# What the task asks
Copy every line below where the string "bare" is found.

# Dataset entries
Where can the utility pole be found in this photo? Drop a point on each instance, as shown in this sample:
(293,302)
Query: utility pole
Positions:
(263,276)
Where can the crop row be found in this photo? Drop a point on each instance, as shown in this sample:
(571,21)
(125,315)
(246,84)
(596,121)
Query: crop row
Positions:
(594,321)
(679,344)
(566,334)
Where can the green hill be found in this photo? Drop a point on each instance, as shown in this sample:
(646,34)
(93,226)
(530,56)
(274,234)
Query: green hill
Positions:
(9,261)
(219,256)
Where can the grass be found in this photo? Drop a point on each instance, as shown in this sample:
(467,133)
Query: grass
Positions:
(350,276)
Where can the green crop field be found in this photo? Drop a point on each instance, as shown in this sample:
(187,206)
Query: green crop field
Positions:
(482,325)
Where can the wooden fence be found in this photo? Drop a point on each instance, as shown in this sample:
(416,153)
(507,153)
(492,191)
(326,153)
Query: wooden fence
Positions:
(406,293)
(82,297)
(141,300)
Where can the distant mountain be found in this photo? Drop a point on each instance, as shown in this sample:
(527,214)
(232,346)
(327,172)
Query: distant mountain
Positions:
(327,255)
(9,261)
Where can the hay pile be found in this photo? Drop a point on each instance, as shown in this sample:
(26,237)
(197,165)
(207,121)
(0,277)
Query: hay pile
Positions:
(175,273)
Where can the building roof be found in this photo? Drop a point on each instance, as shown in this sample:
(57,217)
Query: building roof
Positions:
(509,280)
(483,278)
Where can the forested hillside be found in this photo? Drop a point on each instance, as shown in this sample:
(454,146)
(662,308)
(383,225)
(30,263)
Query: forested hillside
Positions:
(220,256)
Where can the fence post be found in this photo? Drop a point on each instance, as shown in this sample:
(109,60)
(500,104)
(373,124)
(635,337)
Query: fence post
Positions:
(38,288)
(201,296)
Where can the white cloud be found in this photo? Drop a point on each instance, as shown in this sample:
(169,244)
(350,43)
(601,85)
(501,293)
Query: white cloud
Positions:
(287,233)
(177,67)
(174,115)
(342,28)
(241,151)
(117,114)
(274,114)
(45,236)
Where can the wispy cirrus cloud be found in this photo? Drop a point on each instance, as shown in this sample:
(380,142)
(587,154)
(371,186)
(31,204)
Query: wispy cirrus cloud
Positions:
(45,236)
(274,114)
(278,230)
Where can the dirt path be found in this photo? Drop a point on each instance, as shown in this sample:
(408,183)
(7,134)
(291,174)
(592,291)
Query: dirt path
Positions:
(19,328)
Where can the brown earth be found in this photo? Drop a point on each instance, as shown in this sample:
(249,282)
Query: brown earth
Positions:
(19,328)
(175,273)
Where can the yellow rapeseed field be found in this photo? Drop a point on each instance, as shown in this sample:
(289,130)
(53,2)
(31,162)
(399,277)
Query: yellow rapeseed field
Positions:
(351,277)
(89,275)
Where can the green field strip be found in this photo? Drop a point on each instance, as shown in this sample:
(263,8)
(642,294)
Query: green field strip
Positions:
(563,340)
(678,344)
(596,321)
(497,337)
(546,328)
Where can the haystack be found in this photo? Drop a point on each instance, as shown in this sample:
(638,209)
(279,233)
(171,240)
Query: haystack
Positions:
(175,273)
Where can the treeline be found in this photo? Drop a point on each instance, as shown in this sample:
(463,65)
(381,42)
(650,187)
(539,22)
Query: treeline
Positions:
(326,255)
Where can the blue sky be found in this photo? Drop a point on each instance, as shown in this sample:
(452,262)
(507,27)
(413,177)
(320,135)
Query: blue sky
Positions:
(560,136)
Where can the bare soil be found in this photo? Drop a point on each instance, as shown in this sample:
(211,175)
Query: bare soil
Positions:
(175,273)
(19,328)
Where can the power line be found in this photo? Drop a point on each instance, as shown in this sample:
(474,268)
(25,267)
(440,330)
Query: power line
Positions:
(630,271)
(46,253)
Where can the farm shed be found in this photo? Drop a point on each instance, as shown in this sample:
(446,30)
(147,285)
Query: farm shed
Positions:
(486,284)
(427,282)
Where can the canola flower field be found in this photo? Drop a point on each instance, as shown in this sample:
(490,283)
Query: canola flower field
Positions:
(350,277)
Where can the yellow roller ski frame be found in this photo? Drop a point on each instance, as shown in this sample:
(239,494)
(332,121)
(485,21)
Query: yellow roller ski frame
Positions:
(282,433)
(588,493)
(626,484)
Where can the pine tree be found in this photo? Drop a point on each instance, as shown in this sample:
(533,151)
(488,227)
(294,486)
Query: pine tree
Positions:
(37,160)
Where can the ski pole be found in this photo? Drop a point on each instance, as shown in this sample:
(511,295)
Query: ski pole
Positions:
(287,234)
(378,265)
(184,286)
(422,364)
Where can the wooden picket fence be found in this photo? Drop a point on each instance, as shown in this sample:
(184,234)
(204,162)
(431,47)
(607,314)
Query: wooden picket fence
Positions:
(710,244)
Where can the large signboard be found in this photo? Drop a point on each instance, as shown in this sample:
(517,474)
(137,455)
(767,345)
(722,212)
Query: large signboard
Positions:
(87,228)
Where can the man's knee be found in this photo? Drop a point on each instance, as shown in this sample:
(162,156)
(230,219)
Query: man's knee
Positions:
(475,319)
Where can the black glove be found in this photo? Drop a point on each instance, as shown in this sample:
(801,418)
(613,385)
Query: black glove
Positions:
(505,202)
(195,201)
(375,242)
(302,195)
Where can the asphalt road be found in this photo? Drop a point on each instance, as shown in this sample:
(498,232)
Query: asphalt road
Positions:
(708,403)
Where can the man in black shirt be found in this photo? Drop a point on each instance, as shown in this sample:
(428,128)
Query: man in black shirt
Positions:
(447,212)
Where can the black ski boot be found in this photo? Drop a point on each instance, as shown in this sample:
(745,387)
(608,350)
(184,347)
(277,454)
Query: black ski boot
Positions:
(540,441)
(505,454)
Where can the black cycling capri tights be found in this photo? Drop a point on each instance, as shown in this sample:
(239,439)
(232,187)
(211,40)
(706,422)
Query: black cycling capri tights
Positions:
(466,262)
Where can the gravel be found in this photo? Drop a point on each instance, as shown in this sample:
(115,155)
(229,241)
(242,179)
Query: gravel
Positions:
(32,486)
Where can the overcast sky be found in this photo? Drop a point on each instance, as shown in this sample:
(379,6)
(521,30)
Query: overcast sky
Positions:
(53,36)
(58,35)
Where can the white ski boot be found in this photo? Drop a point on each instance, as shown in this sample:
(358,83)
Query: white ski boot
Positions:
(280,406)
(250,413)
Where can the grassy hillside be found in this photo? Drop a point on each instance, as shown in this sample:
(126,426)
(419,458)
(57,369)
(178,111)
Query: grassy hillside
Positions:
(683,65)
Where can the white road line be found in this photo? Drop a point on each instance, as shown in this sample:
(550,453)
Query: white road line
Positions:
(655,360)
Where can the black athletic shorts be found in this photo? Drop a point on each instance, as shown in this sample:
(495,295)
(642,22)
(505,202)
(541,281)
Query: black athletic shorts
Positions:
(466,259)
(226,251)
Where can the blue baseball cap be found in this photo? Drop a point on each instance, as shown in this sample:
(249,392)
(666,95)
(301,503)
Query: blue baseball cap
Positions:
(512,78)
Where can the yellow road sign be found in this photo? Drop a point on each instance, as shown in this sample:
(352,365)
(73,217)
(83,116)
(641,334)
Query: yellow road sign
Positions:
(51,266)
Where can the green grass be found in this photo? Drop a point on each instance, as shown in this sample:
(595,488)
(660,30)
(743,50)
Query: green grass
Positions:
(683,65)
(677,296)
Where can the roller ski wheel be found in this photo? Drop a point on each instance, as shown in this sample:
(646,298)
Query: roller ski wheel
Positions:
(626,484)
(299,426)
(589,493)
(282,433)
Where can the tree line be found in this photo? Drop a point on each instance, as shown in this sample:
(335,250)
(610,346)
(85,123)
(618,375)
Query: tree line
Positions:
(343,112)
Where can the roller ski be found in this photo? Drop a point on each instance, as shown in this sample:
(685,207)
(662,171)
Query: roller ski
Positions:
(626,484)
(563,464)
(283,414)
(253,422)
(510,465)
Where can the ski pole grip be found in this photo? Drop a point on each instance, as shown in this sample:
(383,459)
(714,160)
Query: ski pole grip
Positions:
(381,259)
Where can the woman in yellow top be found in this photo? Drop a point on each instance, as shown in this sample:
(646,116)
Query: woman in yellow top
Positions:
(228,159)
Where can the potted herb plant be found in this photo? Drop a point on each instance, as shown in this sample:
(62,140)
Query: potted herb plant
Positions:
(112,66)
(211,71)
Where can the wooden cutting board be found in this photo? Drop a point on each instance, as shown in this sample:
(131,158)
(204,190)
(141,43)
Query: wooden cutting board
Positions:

# Answer for the task
Where can the bare soil be found in this photo? Drop a point on each instance, as shown in this sample:
Query: bare soil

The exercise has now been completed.